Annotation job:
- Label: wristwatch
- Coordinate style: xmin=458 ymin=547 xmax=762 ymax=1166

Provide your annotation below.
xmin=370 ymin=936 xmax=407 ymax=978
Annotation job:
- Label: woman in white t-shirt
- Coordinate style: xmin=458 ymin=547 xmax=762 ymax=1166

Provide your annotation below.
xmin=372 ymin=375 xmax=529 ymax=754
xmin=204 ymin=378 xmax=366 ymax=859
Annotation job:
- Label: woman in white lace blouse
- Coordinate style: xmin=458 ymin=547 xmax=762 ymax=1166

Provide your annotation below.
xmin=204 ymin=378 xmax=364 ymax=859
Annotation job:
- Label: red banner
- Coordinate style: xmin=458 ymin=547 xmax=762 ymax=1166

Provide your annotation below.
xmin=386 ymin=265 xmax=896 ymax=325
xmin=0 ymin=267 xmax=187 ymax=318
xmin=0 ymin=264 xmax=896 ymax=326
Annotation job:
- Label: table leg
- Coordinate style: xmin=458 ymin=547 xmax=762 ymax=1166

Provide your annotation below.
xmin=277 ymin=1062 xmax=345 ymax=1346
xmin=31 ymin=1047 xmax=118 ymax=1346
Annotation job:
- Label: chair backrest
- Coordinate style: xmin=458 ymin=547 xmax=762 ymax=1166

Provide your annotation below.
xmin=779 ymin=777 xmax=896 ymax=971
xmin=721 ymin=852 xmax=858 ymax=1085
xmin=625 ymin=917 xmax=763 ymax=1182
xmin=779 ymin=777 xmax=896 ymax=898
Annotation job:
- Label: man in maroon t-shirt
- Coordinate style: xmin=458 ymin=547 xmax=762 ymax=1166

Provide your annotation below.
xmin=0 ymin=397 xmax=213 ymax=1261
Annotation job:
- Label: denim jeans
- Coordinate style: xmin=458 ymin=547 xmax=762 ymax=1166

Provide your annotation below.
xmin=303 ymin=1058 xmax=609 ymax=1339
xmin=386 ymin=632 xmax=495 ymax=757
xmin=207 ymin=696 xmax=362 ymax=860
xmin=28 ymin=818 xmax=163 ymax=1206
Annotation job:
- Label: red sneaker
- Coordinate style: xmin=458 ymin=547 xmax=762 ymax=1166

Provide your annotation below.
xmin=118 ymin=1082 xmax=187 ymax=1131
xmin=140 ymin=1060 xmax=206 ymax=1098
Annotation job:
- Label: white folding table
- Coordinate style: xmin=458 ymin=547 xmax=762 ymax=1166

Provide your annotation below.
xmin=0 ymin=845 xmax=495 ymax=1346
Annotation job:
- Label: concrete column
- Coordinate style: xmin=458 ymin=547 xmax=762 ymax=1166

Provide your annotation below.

------------------------------

» **Your goal**
Rewrite the lines from the first one through the line containing "xmin=28 ymin=818 xmax=163 ymax=1206", swapping every "Coordinate style" for "Box format" and keeping everything else unchanged.

» **Answer to the exercise**
Annotation job:
- Label: wristwatch
- Box format: xmin=458 ymin=547 xmax=762 ymax=1166

Provide your annotation below.
xmin=370 ymin=936 xmax=407 ymax=978
Annotation job:
- Label: woman in white t-shirt
- Box format: xmin=458 ymin=547 xmax=762 ymax=1166

Provide your annotation below.
xmin=372 ymin=375 xmax=529 ymax=754
xmin=204 ymin=378 xmax=366 ymax=859
Annotation job:
- Label: woman in white lace blouse
- Box format: xmin=458 ymin=547 xmax=762 ymax=1166

Provide your annotation below.
xmin=204 ymin=378 xmax=364 ymax=859
Annotation job:
- Label: red banner
- Box format: xmin=458 ymin=547 xmax=762 ymax=1166

Provide your annotation below.
xmin=386 ymin=265 xmax=896 ymax=325
xmin=0 ymin=267 xmax=187 ymax=318
xmin=0 ymin=264 xmax=896 ymax=326
Annotation job:
- Label: table leg
- Box format: xmin=458 ymin=547 xmax=762 ymax=1166

Provide your annotation below.
xmin=277 ymin=1062 xmax=345 ymax=1346
xmin=31 ymin=1047 xmax=118 ymax=1346
Annotation job:
- Label: chair backrest
- Box format: xmin=458 ymin=547 xmax=762 ymax=1166

Provide your annotation below.
xmin=779 ymin=777 xmax=896 ymax=971
xmin=721 ymin=852 xmax=858 ymax=1085
xmin=625 ymin=917 xmax=763 ymax=1182
xmin=779 ymin=777 xmax=896 ymax=898
Annotation job:
- Label: man in maroon t-shirt
- Box format: xmin=458 ymin=547 xmax=762 ymax=1166

Provide your annotation below.
xmin=0 ymin=397 xmax=213 ymax=1261
Annotation job:
- Label: denim jeans
- Box format: xmin=458 ymin=547 xmax=762 ymax=1166

Provide your annotation below.
xmin=303 ymin=1058 xmax=609 ymax=1339
xmin=386 ymin=632 xmax=495 ymax=757
xmin=207 ymin=696 xmax=362 ymax=860
xmin=28 ymin=818 xmax=163 ymax=1206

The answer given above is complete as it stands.